DIRECTION
Output the material below as a two-column CSV with columns named instruction and response. Cover only everything from the line containing "the tower clock" down to the line containing "point(233, 162)", both included, with each text and its answer as one row and each field quoted, line breaks turned into spaces.

======== DATA FOR THE TASK

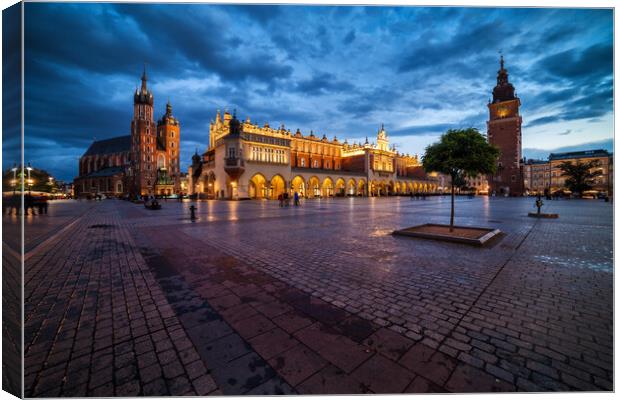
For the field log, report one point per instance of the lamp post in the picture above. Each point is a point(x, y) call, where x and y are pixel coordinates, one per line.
point(29, 168)
point(14, 181)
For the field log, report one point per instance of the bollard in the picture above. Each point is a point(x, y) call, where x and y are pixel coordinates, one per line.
point(539, 203)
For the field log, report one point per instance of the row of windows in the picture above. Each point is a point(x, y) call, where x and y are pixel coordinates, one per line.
point(315, 163)
point(383, 166)
point(315, 148)
point(268, 155)
point(266, 139)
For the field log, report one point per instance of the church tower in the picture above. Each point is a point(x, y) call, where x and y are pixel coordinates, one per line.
point(169, 147)
point(504, 132)
point(143, 142)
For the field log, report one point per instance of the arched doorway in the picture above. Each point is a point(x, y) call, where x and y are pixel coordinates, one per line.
point(298, 185)
point(361, 187)
point(340, 187)
point(351, 187)
point(256, 188)
point(211, 185)
point(327, 188)
point(277, 187)
point(314, 188)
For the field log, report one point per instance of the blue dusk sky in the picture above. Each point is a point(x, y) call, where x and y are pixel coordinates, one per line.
point(335, 70)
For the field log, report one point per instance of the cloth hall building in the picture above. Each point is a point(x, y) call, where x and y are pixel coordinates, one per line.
point(244, 160)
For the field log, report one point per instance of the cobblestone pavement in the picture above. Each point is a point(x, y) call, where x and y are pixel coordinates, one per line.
point(257, 299)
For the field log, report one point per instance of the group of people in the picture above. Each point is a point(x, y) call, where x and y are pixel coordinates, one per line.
point(417, 195)
point(284, 199)
point(33, 205)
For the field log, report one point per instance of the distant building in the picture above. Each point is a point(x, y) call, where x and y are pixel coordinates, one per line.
point(504, 131)
point(479, 183)
point(146, 162)
point(605, 159)
point(536, 176)
point(245, 160)
point(547, 174)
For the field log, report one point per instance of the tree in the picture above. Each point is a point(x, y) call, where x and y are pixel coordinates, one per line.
point(580, 176)
point(460, 153)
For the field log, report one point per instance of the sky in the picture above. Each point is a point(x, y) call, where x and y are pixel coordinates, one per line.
point(339, 71)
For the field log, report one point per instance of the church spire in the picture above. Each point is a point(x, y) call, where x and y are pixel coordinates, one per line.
point(504, 90)
point(144, 79)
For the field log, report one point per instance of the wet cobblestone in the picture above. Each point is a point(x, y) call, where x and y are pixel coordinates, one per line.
point(253, 298)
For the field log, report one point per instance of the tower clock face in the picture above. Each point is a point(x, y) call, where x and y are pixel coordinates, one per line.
point(502, 111)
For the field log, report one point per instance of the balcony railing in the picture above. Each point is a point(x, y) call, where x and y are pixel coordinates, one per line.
point(233, 162)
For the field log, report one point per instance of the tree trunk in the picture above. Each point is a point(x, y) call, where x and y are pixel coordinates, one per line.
point(452, 210)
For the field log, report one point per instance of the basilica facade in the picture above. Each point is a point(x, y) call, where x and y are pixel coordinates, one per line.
point(143, 163)
point(247, 161)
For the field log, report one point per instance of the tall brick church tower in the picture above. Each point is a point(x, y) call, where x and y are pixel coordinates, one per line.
point(143, 142)
point(504, 131)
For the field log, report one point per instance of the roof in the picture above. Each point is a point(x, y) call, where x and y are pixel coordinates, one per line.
point(104, 172)
point(579, 154)
point(534, 161)
point(109, 146)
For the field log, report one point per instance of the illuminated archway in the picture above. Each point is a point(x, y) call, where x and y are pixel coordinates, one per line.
point(256, 188)
point(277, 187)
point(341, 187)
point(327, 188)
point(351, 187)
point(314, 187)
point(361, 187)
point(298, 185)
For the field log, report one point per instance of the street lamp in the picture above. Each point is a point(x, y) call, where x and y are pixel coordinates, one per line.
point(14, 181)
point(29, 168)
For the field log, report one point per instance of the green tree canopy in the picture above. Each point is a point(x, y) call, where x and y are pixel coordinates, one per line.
point(580, 177)
point(460, 153)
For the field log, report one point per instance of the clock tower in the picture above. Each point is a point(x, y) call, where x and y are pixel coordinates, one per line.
point(504, 132)
point(143, 142)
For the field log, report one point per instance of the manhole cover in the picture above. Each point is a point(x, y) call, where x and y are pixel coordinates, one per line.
point(100, 226)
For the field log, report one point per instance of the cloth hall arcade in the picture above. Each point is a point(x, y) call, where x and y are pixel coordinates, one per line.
point(245, 160)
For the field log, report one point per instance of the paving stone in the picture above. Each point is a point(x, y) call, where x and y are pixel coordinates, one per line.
point(331, 380)
point(382, 375)
point(273, 342)
point(389, 343)
point(467, 379)
point(538, 305)
point(297, 364)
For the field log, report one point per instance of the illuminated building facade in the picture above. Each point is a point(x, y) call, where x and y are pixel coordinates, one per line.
point(245, 160)
point(504, 131)
point(547, 174)
point(146, 162)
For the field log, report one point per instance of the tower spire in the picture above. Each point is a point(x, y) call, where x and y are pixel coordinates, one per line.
point(144, 79)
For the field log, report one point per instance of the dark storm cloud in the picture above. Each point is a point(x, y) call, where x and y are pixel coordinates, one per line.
point(451, 51)
point(335, 70)
point(350, 37)
point(543, 154)
point(595, 62)
point(323, 83)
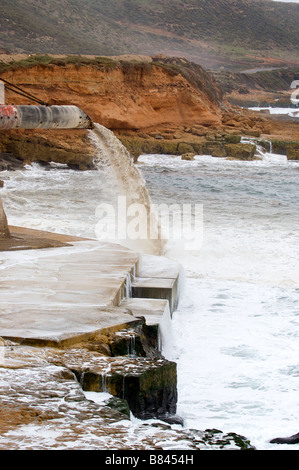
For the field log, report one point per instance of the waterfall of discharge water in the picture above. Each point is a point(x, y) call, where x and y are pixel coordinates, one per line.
point(124, 180)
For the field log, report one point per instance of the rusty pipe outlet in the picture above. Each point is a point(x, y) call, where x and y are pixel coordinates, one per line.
point(43, 117)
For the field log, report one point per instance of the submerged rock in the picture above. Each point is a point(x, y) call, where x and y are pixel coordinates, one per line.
point(4, 230)
point(294, 439)
point(149, 386)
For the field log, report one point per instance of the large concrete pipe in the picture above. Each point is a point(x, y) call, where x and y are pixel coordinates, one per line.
point(43, 117)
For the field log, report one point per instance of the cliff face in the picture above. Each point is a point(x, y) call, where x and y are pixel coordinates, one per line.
point(125, 95)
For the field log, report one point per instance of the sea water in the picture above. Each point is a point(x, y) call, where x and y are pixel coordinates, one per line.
point(235, 334)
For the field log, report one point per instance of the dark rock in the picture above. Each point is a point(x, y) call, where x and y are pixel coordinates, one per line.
point(294, 439)
point(149, 386)
point(9, 162)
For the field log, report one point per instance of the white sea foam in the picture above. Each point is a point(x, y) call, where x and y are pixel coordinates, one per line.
point(235, 334)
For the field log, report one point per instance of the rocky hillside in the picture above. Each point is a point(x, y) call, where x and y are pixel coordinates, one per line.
point(231, 33)
point(121, 94)
point(158, 105)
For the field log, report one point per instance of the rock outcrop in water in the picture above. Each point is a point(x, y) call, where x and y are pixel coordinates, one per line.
point(4, 230)
point(158, 105)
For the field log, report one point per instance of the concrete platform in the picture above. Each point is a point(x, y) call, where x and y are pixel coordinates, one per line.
point(158, 278)
point(62, 294)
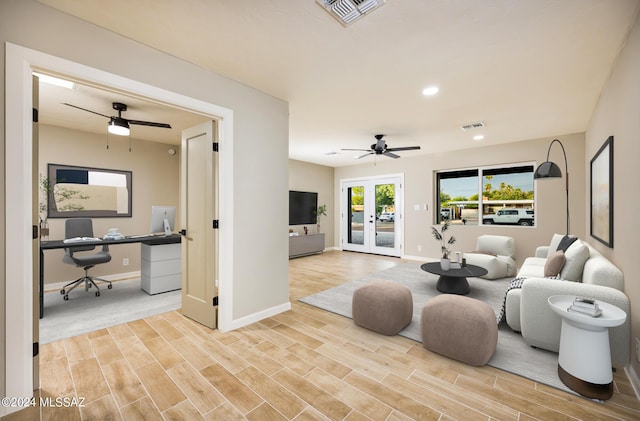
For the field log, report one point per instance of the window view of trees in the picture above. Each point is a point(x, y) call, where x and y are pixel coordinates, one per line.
point(475, 196)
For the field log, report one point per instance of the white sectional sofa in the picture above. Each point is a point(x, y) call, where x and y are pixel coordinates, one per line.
point(585, 273)
point(495, 253)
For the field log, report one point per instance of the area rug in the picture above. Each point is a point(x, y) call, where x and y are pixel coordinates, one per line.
point(84, 312)
point(512, 353)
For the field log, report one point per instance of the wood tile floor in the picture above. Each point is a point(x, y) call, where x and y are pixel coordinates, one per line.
point(305, 364)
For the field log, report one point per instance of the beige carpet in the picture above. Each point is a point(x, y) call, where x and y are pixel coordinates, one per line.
point(84, 312)
point(512, 354)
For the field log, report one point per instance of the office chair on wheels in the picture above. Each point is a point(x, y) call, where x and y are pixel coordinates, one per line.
point(83, 227)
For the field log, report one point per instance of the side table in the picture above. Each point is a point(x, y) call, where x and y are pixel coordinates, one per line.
point(584, 360)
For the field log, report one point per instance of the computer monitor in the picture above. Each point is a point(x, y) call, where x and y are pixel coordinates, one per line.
point(163, 219)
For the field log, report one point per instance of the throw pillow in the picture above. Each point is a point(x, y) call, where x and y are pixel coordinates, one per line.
point(553, 245)
point(566, 242)
point(483, 252)
point(575, 258)
point(554, 264)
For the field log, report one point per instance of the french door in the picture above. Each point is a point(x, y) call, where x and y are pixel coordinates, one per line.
point(371, 216)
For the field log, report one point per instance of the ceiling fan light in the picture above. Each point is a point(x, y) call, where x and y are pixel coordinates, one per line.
point(430, 91)
point(118, 126)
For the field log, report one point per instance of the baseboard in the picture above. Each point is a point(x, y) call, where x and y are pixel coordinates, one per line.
point(419, 258)
point(634, 379)
point(256, 317)
point(113, 278)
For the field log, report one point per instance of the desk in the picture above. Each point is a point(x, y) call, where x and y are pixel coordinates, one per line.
point(151, 240)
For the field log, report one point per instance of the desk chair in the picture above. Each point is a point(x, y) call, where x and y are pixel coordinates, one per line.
point(83, 227)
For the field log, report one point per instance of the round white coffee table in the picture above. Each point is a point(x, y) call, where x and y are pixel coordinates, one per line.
point(584, 360)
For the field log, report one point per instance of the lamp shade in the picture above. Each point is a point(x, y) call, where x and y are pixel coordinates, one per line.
point(118, 126)
point(547, 169)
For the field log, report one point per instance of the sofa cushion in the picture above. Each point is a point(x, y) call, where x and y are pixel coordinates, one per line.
point(533, 267)
point(575, 258)
point(565, 243)
point(554, 264)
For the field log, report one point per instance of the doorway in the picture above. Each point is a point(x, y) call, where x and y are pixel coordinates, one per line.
point(371, 215)
point(20, 62)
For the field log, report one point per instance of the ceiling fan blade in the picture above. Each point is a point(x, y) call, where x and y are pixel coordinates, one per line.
point(406, 148)
point(149, 123)
point(84, 109)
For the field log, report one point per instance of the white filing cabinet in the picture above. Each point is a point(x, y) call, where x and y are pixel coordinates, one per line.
point(161, 267)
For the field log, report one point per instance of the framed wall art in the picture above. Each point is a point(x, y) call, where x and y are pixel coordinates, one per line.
point(601, 181)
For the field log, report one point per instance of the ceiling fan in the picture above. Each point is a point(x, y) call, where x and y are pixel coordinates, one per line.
point(120, 125)
point(380, 148)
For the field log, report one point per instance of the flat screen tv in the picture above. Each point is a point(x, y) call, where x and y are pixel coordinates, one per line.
point(302, 207)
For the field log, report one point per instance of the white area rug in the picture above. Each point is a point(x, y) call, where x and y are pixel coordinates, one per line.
point(84, 312)
point(512, 353)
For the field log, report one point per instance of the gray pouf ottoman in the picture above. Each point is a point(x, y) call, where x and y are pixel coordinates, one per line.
point(461, 328)
point(382, 306)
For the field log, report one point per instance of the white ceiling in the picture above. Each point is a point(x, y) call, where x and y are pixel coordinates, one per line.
point(526, 68)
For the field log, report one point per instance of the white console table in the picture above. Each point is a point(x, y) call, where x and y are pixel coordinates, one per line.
point(161, 261)
point(304, 245)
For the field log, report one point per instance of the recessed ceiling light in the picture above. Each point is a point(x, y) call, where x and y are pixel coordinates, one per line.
point(431, 90)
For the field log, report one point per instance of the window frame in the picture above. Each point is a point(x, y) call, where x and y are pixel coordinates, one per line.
point(479, 172)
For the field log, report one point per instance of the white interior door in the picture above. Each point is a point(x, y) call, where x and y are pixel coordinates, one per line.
point(198, 212)
point(372, 216)
point(35, 220)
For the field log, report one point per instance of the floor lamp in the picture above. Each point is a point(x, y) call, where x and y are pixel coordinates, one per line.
point(549, 169)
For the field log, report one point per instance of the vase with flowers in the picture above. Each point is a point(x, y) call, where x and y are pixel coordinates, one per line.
point(445, 243)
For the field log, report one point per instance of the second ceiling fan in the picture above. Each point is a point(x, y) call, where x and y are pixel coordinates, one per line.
point(380, 148)
point(119, 125)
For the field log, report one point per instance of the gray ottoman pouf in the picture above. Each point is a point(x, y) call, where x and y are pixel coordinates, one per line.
point(461, 328)
point(382, 306)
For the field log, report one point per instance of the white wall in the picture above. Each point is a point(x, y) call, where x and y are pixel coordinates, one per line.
point(260, 176)
point(419, 172)
point(617, 115)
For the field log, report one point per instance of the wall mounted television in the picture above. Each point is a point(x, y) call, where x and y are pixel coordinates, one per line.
point(302, 207)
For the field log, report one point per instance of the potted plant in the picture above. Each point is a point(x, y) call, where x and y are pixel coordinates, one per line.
point(445, 244)
point(321, 211)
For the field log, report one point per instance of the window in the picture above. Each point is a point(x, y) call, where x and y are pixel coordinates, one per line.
point(487, 196)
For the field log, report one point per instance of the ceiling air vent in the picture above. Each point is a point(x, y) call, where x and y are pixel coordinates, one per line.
point(347, 11)
point(467, 127)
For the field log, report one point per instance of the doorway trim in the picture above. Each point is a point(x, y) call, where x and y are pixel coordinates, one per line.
point(19, 64)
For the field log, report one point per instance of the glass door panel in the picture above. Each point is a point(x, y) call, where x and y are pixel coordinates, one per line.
point(370, 216)
point(385, 215)
point(355, 220)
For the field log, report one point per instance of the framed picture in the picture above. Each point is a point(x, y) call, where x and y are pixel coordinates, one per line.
point(602, 194)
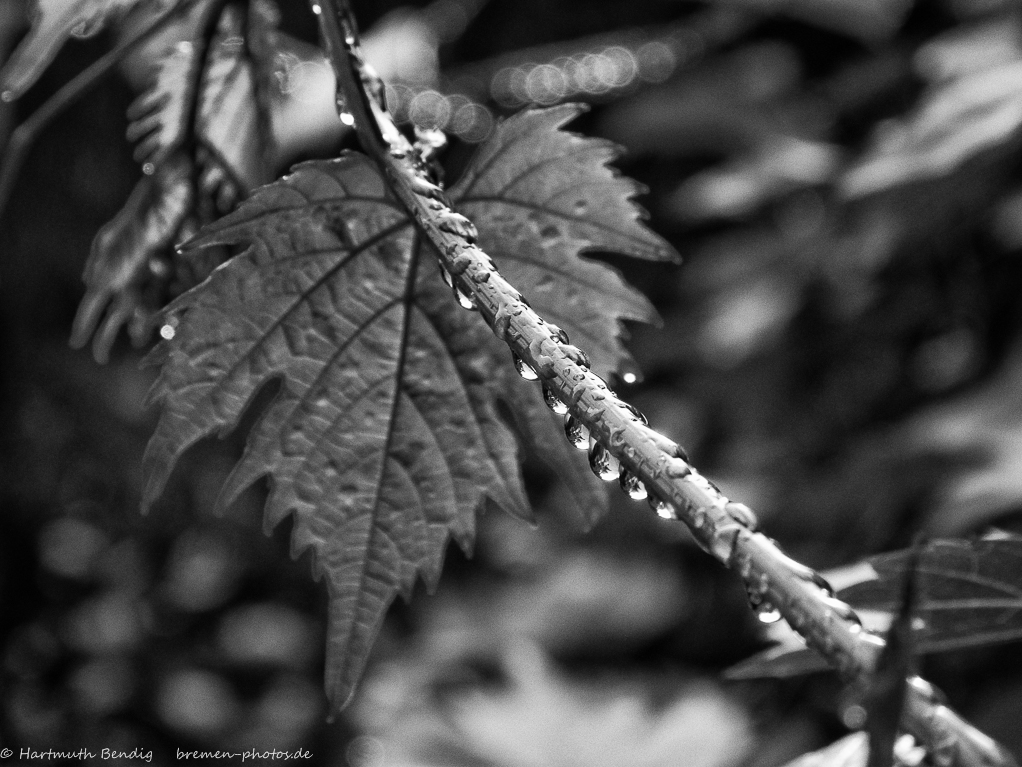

================

EXERCISE RESULT
instruction,response
"For the field log, report one point per instance of the tower clock face in the picture above. Each point is a point(x, y) call, where x and y are pixel coordinates, one per line.","point(502, 111)"
"For the field log, report one point per instance of the balcony railing in the picture above. Each point is a point(x, y) call, where x and y are pixel coordinates, one per line.","point(233, 162)"